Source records
--- START ---
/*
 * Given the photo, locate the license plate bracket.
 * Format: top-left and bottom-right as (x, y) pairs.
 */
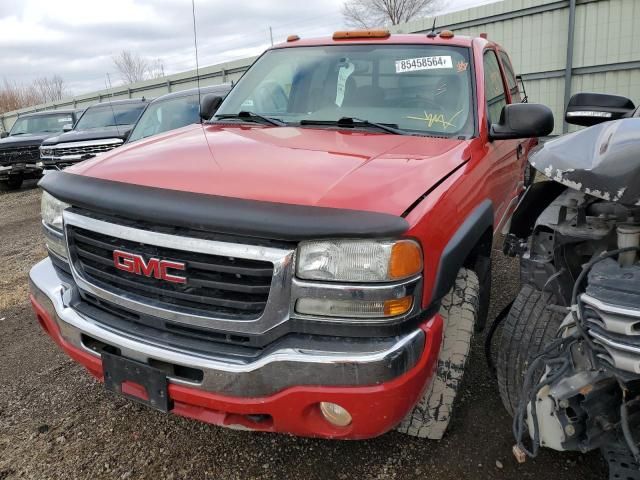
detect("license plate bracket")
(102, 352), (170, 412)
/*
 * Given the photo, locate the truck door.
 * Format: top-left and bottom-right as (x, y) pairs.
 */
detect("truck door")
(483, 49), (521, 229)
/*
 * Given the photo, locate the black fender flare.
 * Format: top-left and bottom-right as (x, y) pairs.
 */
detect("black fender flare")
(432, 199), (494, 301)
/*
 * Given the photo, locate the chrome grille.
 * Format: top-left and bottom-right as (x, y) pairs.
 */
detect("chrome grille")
--- END ---
--- START ---
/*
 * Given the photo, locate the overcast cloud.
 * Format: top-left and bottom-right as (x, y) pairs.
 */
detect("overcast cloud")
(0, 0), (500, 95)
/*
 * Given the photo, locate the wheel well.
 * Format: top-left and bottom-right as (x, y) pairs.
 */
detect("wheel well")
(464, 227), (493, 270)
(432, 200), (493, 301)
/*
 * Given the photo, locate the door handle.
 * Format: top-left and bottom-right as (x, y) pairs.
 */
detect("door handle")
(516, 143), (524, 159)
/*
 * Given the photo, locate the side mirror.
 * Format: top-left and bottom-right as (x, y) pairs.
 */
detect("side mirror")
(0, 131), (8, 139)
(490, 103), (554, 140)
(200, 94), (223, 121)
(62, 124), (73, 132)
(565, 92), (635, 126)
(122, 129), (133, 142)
--- END ---
Problem to work on :: Copy each line from the data that features the string "photo".

Output ::
 * Given the photo, locate the license plate bracket.
 * Given the photo, locate the truck door.
 * Given the photo, locate the black fender flare.
 * Given the photo, locate the chrome grille.
 * Given the photo, locate the overcast cloud.
 * Given the photo, locate the wheel well.
 * Given the photo, locate the door handle.
 * Given the photo, locate the side mirror.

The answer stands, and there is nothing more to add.